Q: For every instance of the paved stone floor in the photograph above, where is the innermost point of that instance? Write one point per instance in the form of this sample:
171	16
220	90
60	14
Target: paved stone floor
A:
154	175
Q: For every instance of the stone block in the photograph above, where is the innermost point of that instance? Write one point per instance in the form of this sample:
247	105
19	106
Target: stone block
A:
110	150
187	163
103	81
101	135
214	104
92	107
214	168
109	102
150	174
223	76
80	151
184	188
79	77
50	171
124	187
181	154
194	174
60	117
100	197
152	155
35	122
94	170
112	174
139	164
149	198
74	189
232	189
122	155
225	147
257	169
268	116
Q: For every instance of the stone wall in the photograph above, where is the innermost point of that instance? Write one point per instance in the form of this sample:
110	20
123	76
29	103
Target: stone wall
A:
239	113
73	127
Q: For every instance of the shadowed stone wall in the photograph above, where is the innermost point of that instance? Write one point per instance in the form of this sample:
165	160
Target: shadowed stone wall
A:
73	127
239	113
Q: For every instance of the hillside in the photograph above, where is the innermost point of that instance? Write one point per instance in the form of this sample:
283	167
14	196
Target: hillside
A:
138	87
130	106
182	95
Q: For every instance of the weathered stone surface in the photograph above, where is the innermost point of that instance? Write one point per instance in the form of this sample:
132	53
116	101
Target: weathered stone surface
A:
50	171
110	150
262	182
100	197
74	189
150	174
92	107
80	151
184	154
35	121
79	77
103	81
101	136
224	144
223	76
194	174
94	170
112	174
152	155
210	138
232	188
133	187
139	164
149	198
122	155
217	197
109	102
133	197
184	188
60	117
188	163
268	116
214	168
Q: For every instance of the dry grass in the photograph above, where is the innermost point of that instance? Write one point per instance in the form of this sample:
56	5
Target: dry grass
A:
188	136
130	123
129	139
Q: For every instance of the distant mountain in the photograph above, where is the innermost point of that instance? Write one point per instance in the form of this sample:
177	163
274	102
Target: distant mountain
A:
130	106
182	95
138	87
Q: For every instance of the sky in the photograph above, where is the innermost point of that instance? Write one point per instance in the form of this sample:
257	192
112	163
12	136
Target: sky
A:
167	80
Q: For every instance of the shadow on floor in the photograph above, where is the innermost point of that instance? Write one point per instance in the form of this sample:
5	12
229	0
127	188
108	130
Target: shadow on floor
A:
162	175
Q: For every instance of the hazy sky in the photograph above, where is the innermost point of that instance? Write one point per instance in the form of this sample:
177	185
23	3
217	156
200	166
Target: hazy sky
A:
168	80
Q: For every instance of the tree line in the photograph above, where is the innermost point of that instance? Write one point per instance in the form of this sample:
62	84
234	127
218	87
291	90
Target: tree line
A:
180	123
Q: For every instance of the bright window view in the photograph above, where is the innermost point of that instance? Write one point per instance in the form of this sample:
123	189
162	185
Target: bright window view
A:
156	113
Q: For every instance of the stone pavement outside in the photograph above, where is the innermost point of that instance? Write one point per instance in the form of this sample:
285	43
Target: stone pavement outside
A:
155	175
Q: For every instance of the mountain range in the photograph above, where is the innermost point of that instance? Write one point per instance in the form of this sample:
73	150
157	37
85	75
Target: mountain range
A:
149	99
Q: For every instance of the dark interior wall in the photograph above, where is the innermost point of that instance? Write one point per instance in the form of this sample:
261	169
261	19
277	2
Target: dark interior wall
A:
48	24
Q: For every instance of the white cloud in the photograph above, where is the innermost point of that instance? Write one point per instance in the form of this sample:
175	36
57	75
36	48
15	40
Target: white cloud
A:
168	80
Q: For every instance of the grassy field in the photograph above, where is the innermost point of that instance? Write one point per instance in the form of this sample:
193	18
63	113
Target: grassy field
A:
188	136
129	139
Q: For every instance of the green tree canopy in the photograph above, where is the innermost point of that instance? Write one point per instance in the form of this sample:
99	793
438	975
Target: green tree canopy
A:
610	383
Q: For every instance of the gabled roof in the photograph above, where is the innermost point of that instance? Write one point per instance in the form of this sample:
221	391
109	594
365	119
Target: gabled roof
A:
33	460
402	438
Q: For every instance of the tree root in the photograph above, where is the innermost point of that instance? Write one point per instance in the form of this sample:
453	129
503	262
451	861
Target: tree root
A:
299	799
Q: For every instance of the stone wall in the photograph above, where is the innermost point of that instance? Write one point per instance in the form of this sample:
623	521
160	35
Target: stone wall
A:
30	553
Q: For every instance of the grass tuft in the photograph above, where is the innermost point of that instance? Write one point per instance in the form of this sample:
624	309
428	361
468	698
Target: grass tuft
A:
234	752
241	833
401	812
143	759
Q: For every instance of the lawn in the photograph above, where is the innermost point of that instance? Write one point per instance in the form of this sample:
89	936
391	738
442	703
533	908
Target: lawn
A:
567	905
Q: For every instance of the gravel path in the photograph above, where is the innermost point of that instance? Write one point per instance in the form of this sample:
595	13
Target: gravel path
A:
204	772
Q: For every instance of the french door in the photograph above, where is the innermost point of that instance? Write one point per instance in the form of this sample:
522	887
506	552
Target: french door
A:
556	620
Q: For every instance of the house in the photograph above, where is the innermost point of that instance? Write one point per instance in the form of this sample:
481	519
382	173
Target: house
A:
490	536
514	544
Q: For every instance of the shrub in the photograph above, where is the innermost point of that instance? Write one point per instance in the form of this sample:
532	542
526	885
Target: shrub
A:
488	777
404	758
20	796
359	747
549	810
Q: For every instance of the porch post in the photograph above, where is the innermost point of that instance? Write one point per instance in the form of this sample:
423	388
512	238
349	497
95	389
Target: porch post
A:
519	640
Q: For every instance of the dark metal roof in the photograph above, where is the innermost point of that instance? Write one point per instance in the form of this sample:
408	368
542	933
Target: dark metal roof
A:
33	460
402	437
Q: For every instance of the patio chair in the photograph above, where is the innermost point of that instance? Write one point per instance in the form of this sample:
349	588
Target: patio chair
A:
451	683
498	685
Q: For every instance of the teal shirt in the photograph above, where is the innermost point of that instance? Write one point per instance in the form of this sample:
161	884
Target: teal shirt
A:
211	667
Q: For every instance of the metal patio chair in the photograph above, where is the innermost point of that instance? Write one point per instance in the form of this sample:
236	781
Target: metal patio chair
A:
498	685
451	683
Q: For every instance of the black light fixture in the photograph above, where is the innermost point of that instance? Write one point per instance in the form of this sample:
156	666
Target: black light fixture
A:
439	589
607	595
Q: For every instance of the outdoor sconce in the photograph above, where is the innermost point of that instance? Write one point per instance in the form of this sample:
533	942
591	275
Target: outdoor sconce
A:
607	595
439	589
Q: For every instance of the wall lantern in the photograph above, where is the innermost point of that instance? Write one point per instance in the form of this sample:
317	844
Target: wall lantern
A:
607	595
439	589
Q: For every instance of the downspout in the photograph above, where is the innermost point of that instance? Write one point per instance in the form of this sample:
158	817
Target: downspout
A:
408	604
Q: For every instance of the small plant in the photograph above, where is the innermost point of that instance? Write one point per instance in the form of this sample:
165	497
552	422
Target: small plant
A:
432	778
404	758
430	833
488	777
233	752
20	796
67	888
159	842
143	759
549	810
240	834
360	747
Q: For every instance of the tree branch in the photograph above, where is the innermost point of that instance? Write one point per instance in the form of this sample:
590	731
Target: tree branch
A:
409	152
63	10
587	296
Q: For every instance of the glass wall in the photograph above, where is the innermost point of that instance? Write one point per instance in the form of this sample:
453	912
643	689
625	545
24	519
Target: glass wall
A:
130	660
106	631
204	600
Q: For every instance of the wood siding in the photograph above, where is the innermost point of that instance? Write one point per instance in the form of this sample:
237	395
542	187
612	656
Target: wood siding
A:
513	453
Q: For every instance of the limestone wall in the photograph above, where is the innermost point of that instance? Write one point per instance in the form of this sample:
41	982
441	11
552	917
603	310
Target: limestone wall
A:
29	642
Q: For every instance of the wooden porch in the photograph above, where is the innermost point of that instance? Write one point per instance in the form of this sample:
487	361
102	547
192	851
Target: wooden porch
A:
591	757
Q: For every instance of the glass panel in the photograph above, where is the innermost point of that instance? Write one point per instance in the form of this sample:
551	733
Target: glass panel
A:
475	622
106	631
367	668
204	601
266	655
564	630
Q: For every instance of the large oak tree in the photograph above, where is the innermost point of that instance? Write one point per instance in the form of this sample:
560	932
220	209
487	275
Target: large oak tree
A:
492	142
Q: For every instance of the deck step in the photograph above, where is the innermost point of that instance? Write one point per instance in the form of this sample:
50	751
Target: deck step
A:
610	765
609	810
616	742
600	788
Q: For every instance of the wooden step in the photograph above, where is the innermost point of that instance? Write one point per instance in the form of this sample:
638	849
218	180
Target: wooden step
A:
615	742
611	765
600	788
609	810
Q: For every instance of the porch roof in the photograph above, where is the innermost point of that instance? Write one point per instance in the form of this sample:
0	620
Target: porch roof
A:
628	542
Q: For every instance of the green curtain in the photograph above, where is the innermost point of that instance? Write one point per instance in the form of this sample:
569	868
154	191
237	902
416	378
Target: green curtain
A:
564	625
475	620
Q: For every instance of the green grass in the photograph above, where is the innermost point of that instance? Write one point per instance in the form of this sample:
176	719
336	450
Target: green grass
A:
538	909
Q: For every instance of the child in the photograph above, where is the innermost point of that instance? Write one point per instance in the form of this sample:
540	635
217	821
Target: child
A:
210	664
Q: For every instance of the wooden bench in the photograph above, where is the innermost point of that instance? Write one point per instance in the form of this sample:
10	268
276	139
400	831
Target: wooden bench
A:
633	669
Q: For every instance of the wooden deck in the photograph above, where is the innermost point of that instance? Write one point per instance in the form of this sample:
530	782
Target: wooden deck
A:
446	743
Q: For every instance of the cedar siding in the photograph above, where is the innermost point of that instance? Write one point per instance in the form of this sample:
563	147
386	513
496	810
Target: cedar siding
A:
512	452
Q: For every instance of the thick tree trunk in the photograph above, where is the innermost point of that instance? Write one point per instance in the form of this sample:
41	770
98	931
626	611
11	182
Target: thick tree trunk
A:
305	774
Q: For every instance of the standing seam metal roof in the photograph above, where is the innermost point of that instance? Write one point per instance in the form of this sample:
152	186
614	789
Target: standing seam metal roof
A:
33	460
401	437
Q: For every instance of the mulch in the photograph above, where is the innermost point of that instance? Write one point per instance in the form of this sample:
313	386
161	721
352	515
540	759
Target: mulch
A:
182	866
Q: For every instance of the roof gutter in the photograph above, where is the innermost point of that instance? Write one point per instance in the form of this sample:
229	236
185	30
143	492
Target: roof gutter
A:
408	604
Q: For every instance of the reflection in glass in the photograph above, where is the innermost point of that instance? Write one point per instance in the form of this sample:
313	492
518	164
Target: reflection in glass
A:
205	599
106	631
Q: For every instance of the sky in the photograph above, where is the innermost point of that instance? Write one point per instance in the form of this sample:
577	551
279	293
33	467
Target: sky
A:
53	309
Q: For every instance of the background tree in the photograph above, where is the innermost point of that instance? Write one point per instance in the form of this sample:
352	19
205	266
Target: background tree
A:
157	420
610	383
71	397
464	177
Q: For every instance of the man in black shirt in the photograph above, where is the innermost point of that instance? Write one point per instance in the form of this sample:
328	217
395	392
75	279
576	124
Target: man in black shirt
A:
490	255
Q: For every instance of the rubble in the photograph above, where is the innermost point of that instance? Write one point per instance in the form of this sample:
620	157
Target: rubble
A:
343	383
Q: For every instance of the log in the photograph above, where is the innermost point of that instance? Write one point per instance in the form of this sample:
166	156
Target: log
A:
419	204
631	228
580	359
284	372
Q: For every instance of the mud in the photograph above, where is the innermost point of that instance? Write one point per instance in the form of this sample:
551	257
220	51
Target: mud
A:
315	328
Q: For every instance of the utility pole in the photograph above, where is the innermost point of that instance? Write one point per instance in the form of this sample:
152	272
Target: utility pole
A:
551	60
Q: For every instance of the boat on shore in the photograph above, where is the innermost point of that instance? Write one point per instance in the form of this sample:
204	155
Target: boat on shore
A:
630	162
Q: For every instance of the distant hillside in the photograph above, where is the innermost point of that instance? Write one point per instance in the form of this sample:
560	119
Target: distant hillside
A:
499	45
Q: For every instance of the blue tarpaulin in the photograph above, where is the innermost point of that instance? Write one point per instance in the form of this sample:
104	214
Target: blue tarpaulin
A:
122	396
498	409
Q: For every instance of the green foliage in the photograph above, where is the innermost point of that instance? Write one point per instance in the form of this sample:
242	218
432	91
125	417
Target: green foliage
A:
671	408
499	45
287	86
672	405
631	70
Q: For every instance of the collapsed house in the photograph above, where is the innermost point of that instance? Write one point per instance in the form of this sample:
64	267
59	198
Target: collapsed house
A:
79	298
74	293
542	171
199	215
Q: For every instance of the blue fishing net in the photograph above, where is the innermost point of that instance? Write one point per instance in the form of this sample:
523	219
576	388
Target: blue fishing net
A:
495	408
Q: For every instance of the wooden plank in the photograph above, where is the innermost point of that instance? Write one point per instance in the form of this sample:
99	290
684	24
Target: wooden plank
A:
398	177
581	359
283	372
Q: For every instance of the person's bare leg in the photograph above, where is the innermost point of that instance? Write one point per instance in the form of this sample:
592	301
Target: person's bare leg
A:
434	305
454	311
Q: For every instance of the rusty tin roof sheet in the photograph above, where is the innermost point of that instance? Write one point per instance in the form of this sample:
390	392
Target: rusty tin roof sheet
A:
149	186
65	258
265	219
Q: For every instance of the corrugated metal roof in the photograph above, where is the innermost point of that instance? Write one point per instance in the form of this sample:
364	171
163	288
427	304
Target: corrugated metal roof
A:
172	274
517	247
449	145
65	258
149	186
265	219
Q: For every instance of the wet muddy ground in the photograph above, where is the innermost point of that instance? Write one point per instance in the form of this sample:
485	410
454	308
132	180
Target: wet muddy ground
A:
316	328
__________
Your reply is to repeat, unchanged, the lines above running from the one with "Q: For every instance of the mud" up to and including the one with "Q: For every instance of the utility".

• ANSWER TO THE PROBLEM:
Q: For every instance of the mud in the photograph above, where is the innermost point of that instance? Write one point per instance in the form of this sample:
551	257
220	51
Target: mud
A:
315	328
Q: For every instance of the utility pole in the photograph above, where is the innermost point of that instance? Write one point per instance in the form of this sample:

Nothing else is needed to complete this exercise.